[START OF DOCUMENT EXTRACT]

The East Sussex National Wurlitzer

The ESN Wurlitzer has been built using some of the finest pipework

available from the United States of America.  Its 32 ranks include pipes

by Wurlitzer, Robert Morton and Kimball.

The “modernistic” or “waterfall” style console, as Wurlitzer called it,

was sourced from Organ Stop Pizza Parlour in Mesa, Arizona, having

been built for them in 1984 by the Ken Crome Organ Company of Los

Angeles.  By 1997 their Wurlitzer had been enlarged so much that it

needed yet another, even larger console, so we were fortunate to

obtain the older for installation at ESN.

The conference and banqueting suite at ESN was carefully designed

with the organ in mind, including the two large pipe chambers, an

under-stage pit to house the console on its lift, and an especially deep

pit to be able to accommodate the 32ft long pipes.

The 32-rank specification of the organ was drawn up by organists

Michael Wooldridge and Clark Wilson, whilst the huge task of installing

it was overseen by David Houlgate.  Some initial tonal finishing was

carried out by organist and technical expert Len Rawle MBE in

conjunction with organ builder Keith Bance and on 1st November 2009,

the organ was first heard by the public at a preview concert given by

Michael Wooldridge and Len Rawle.

In 2010, American organ experts Ed and Patti Zollman were brought in

to carry out the final tonal finishing of the organ turning it into the

comprehensive instrument that you hear today.  The organ sounded well

and proved successful at some trial dances, so it was officially opened

on the 21st April 2012 with Michael Wooldridge and acclaimed organist

Richard Hills FRCO at the console.

[END OF DOCUMENT EXTRACT]
[START OF RECORDED INFORMATION]

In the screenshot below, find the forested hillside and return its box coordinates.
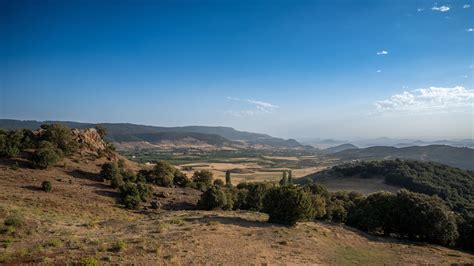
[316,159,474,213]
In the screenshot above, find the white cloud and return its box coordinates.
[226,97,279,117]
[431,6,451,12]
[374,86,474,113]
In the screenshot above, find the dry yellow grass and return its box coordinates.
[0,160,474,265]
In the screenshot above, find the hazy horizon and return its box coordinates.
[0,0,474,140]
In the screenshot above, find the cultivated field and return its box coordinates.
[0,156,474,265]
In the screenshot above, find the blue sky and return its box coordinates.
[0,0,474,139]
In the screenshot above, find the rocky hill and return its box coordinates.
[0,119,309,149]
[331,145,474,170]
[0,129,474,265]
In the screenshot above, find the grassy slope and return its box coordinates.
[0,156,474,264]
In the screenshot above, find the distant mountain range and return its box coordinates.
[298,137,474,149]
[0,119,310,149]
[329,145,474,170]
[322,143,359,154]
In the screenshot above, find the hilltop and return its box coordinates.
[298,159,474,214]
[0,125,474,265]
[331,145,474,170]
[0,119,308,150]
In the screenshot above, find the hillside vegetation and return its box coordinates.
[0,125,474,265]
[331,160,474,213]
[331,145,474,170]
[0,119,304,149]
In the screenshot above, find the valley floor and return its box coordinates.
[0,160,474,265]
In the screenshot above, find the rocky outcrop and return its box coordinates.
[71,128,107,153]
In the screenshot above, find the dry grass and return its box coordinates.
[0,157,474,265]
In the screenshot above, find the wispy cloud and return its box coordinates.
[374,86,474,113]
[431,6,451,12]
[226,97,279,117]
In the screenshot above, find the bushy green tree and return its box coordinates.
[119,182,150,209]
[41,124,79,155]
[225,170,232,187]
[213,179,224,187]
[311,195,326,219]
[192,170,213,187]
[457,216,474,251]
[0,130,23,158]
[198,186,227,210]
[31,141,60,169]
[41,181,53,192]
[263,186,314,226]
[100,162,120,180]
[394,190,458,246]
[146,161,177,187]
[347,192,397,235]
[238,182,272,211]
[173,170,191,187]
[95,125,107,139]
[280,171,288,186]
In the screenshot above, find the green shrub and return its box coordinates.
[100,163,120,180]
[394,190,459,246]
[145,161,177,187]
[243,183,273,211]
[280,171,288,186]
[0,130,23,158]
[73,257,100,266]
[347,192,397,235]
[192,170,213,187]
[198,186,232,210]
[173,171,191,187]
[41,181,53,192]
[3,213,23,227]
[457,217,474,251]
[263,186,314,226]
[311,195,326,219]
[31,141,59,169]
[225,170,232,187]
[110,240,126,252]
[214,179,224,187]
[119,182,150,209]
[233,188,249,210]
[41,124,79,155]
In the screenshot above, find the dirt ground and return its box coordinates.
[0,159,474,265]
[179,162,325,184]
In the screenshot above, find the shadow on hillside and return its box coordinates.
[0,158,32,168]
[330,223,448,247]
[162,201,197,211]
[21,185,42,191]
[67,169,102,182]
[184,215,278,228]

[END OF RECORDED INFORMATION]

■ WRITTEN TASK
In the text on the East Sussex National Wurlitzer, who oversaw the installation of the organ? The source data has no role in this task.

■ ANSWER TO THE PROBLEM
David Houlgate